* **DIRECTIONS FOR THIS TASK**:
Could you write out the entries below again, switching "wooden stake" to "fence post" and keeping everything else the same?

+ + + + +

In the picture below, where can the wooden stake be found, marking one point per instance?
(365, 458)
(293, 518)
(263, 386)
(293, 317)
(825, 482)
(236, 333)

+ + + + +

* **SOLUTION**:
In the picture below, where can the fence post be found, marking one point per instance?
(365, 458)
(293, 518)
(263, 386)
(293, 317)
(825, 482)
(236, 333)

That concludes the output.